[REQUIRED WORK] Copy out the listing that follows, exact in every word, and skip the images.

--------------------------------------------------

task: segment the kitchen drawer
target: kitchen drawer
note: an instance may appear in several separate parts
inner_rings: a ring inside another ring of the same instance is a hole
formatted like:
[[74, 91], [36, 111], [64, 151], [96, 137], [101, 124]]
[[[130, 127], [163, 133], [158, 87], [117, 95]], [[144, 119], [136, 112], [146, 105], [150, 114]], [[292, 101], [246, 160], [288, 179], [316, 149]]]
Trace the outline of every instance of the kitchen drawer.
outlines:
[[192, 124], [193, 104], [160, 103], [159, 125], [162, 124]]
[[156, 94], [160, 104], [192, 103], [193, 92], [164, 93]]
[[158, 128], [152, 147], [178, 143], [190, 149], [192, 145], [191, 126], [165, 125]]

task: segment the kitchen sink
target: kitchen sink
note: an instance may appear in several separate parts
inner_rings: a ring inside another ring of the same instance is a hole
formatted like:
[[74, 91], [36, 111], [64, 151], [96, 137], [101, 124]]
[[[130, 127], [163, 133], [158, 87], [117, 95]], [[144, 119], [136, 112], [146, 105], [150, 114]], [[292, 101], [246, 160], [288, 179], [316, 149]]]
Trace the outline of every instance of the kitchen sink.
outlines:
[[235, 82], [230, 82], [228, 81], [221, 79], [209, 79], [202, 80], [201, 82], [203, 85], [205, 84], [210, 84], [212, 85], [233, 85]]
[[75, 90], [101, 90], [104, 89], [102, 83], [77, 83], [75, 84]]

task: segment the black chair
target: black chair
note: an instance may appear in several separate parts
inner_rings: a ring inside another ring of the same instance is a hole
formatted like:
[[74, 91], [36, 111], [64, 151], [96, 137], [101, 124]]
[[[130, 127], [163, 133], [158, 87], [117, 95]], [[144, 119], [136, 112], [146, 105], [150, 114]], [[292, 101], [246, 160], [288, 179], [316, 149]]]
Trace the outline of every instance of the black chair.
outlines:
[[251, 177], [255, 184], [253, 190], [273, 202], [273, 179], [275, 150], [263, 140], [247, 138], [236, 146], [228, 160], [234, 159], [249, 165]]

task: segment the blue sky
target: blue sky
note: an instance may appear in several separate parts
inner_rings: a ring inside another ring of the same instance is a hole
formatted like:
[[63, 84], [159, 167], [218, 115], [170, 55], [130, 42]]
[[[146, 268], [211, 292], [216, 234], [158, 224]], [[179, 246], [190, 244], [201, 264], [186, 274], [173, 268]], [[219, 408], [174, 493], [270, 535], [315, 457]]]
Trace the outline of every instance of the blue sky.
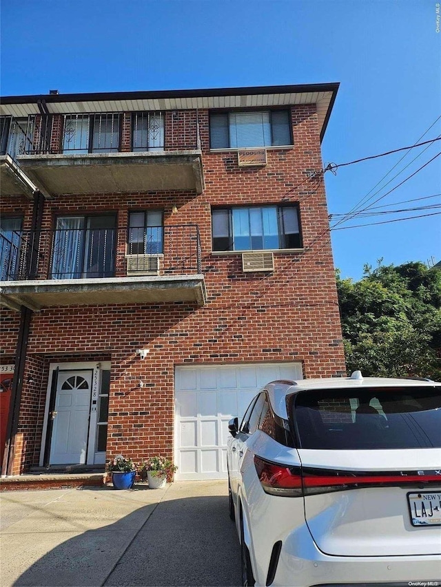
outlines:
[[[432, 0], [2, 0], [3, 96], [339, 81], [325, 163], [413, 145], [441, 115], [441, 32]], [[439, 31], [439, 25], [438, 27]], [[441, 118], [422, 140], [441, 136]], [[371, 194], [441, 151], [415, 148]], [[349, 211], [404, 153], [325, 174], [330, 213]], [[420, 156], [413, 162], [411, 162]], [[376, 206], [441, 203], [441, 156]], [[406, 204], [405, 200], [427, 199]], [[384, 222], [440, 209], [382, 214]], [[441, 215], [334, 231], [336, 266], [441, 260]]]

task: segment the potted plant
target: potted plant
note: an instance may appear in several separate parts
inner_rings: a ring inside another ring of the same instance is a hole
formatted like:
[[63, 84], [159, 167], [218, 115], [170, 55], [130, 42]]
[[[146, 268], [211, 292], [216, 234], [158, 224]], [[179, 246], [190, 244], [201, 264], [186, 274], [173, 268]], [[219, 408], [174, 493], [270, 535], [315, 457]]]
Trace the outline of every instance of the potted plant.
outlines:
[[178, 467], [163, 456], [152, 456], [143, 461], [141, 467], [141, 477], [147, 473], [147, 480], [151, 489], [160, 489], [173, 480], [173, 474]]
[[117, 455], [107, 463], [107, 471], [112, 473], [114, 489], [131, 489], [134, 485], [136, 466], [131, 458]]

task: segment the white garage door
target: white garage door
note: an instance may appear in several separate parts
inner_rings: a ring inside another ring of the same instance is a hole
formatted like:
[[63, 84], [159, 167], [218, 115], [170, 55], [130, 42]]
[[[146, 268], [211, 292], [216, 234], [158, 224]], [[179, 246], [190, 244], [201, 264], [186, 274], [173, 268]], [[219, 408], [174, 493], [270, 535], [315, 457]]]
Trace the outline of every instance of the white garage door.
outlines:
[[269, 381], [302, 376], [300, 363], [176, 367], [176, 478], [226, 478], [228, 420]]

--------------------------------------------------

[SOLUTION TO THIS PROBLEM]
task: segment the kitchen drawer
target: kitchen drawer
note: an instance may appear in several separate parts
inner_rings: a ring inside another ring of the same instance is a hole
formatted like:
[[74, 91], [36, 111], [64, 151], [96, 137], [101, 124]]
[[[130, 127], [163, 133], [158, 87], [117, 95]], [[144, 119], [136, 112], [146, 105], [150, 114]], [[292, 101], [246, 160], [288, 179], [316, 149]]]
Trace the outline of every instance of the kitchen drawer.
outlines:
[[192, 124], [193, 104], [160, 103], [159, 125], [162, 124]]
[[156, 94], [160, 104], [192, 103], [193, 92], [164, 93]]
[[158, 128], [152, 147], [178, 143], [190, 149], [192, 145], [191, 126], [165, 125]]

task: segment the kitchen sink
target: kitchen sink
note: an instance may appear in several separate parts
inner_rings: a ring inside another ring of the same instance is a hole
formatted like:
[[74, 91], [36, 111], [64, 151], [96, 137], [101, 124]]
[[[130, 127], [163, 133], [158, 87], [117, 95]], [[144, 119], [136, 112], [146, 105], [150, 114]], [[292, 101], [246, 160], [288, 179], [316, 149]]]
Trace the outline of every instance of the kitchen sink.
outlines:
[[235, 82], [230, 82], [228, 81], [221, 79], [209, 79], [202, 80], [201, 82], [203, 85], [205, 84], [210, 84], [212, 85], [233, 85]]
[[75, 90], [101, 90], [104, 89], [102, 83], [77, 83], [75, 84]]

task: segment the black chair
target: black chair
note: an instance may appear in several separate parts
inner_rings: a ring inside another ring of the same instance is a hole
formatted like:
[[74, 91], [36, 111], [64, 151], [96, 137], [101, 124]]
[[[130, 127], [163, 133], [158, 87], [117, 95]], [[144, 119], [136, 112], [146, 105], [150, 114]], [[292, 101], [246, 160], [288, 179], [316, 149]]]
Trace the outline of every instance of the black chair.
outlines:
[[251, 177], [255, 184], [253, 190], [273, 202], [273, 179], [275, 150], [263, 140], [247, 138], [236, 146], [228, 160], [234, 159], [249, 165]]

task: segment the blue sky
target: blue sky
note: an instance may appear in several separate parts
inner_rings: a ring inside another ring of the same instance is a hole
formatted like:
[[63, 84], [159, 167], [218, 115], [170, 55], [130, 42]]
[[[146, 268], [211, 292], [216, 234], [158, 224]], [[179, 246], [190, 244], [201, 264], [186, 274], [173, 268]], [[219, 408], [174, 493], [270, 535], [315, 457]]]
Trace the outline of every instance of the blue sky.
outlines:
[[[432, 0], [2, 0], [3, 96], [339, 81], [325, 163], [413, 145], [441, 115], [441, 32]], [[439, 31], [439, 25], [438, 27]], [[441, 118], [422, 140], [441, 136]], [[371, 194], [441, 151], [415, 148]], [[349, 211], [404, 153], [325, 174], [330, 213]], [[420, 156], [413, 162], [411, 162]], [[376, 206], [441, 203], [441, 156]], [[406, 204], [405, 200], [427, 199]], [[384, 222], [440, 209], [382, 214]], [[441, 215], [334, 231], [336, 266], [441, 260]]]

task: segment the potted plant
target: potted plant
note: an instance may appear in several separate parts
inner_rings: a ring inside another ring of the same instance is a hole
formatted like:
[[63, 84], [159, 167], [218, 115], [170, 55], [130, 42]]
[[[146, 268], [211, 292], [216, 234], [158, 224]], [[179, 246], [190, 244], [201, 264], [186, 274], [173, 268]], [[219, 408], [174, 493], [270, 535], [315, 457]]]
Trace the outline of every instance of the potted plant.
outlines:
[[178, 467], [163, 456], [152, 456], [143, 461], [141, 467], [141, 477], [147, 473], [147, 480], [151, 489], [160, 489], [173, 480], [173, 474]]
[[117, 455], [107, 463], [107, 471], [112, 473], [114, 489], [131, 489], [134, 485], [136, 466], [131, 458]]

task: segment the white garage door
target: white garage door
note: an instance may appear in several separate parts
inner_rings: a ring inside another ring of the same instance is a hole
formatted like:
[[63, 84], [159, 167], [218, 115], [170, 55], [130, 42]]
[[[146, 268], [211, 292], [216, 234], [158, 224]], [[179, 246], [190, 244], [201, 264], [186, 274], [173, 268]], [[219, 408], [174, 493], [270, 535], [315, 457]]]
Trace the outline of every instance of the white garage door.
outlines:
[[269, 381], [302, 376], [300, 363], [176, 367], [176, 478], [226, 478], [228, 420]]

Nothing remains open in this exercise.